> **INSTRUCTIONS TO FOLLOW**: Could you retype every one of the records below, line for line, without changing a single character?

[A series of records]

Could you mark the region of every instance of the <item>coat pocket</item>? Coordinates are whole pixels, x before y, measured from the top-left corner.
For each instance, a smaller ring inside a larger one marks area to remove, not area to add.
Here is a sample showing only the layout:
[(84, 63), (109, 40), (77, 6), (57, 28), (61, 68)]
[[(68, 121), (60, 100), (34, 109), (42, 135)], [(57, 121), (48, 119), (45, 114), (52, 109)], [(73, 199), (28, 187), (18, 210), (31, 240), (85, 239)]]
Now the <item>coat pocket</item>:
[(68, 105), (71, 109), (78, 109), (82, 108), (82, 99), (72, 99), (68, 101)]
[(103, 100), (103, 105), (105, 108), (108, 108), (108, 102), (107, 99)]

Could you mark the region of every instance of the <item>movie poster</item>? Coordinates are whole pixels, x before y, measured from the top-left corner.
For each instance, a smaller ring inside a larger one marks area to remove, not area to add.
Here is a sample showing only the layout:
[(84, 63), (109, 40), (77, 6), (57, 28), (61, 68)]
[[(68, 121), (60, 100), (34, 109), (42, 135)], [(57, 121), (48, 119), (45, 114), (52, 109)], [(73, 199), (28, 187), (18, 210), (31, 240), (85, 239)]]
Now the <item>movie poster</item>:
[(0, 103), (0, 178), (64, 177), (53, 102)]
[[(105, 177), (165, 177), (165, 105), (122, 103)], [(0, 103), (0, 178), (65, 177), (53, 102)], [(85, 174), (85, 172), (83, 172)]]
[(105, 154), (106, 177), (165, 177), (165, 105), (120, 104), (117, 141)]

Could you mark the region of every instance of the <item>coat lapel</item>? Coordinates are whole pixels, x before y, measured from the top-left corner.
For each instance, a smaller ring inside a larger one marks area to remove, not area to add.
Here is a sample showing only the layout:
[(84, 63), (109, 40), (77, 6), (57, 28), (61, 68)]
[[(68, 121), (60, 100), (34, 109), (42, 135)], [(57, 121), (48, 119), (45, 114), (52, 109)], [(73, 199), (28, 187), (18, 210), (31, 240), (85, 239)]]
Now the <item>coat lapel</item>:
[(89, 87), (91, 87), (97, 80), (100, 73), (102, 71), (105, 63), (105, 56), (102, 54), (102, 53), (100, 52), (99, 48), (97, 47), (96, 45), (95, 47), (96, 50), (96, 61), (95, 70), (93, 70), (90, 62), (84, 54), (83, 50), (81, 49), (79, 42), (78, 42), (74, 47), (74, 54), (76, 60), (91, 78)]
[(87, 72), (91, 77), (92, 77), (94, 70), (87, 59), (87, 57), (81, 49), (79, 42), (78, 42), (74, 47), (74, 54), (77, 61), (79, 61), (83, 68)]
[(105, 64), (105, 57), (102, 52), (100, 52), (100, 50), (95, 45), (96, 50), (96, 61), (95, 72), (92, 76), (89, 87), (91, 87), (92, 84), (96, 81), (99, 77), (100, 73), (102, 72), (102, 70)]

> **SOLUTION TO THIS PROBLEM**:
Could you mark the region of every instance of the <item>coat pocket</item>? Coordinates are whole pixels, x before y, measured from the top-left corner.
For each instance, a smaller ring inside a larger one marks area to remove, not area to add.
Here is a sample showing only the layout:
[(84, 63), (109, 40), (77, 6), (57, 28), (61, 68)]
[[(68, 121), (60, 100), (34, 109), (42, 135)], [(57, 121), (48, 119), (45, 114), (52, 109)], [(73, 199), (28, 187), (18, 210), (31, 240), (85, 239)]]
Now the <item>coat pocket</item>:
[(68, 105), (71, 109), (78, 109), (82, 108), (82, 99), (72, 99), (68, 101)]
[(103, 100), (103, 105), (105, 108), (108, 108), (108, 102), (107, 99)]

Could you mark the region of every instance of the <item>movie poster</item>? Coordinates are whole pixels, x before y, measured from the top-left corner.
For each instance, a smaller ring inside a larger one marks area to remove, not area to add.
Here is a sample showing only the layout:
[(84, 63), (109, 40), (77, 6), (57, 28), (61, 68)]
[[(68, 121), (60, 100), (34, 109), (42, 135)], [(57, 121), (48, 119), (45, 114), (52, 109)], [(73, 199), (28, 187), (18, 210), (31, 240), (85, 239)]]
Now the <item>movie poster</item>:
[(0, 103), (0, 178), (64, 177), (53, 102)]
[[(105, 177), (165, 177), (165, 105), (122, 103)], [(0, 103), (0, 178), (65, 177), (53, 102)], [(85, 174), (85, 172), (83, 172)]]
[(105, 154), (106, 177), (165, 177), (165, 105), (120, 104), (117, 141)]

Could you mark the region of every instance of the <item>coat lapel</item>? Coordinates are whole pixels, x before y, measured from the top-left corner.
For each instance, a smaller ring inside a larger one marks area to remove, not area to add.
Here is a sample showing only the layout:
[(84, 63), (109, 40), (77, 6), (57, 28), (61, 68)]
[[(68, 121), (60, 100), (34, 109), (42, 135)], [(57, 121), (48, 119), (45, 114), (52, 109)], [(73, 199), (28, 187), (18, 210), (31, 240), (85, 239)]]
Now the <item>coat lapel</item>:
[(89, 87), (91, 87), (97, 80), (100, 73), (102, 71), (105, 63), (105, 56), (102, 54), (102, 53), (100, 52), (99, 48), (97, 47), (96, 45), (95, 47), (96, 50), (96, 61), (95, 70), (93, 70), (90, 62), (84, 54), (83, 50), (81, 49), (79, 42), (78, 42), (74, 47), (74, 54), (76, 60), (91, 78)]
[(87, 72), (91, 77), (92, 77), (94, 70), (87, 59), (87, 57), (81, 49), (79, 42), (78, 42), (74, 47), (74, 54), (77, 61), (79, 61), (83, 68)]
[(105, 64), (105, 57), (102, 52), (100, 52), (100, 50), (95, 45), (96, 50), (96, 61), (95, 72), (92, 76), (89, 87), (91, 87), (92, 84), (96, 81), (99, 77), (100, 73), (102, 72), (102, 70)]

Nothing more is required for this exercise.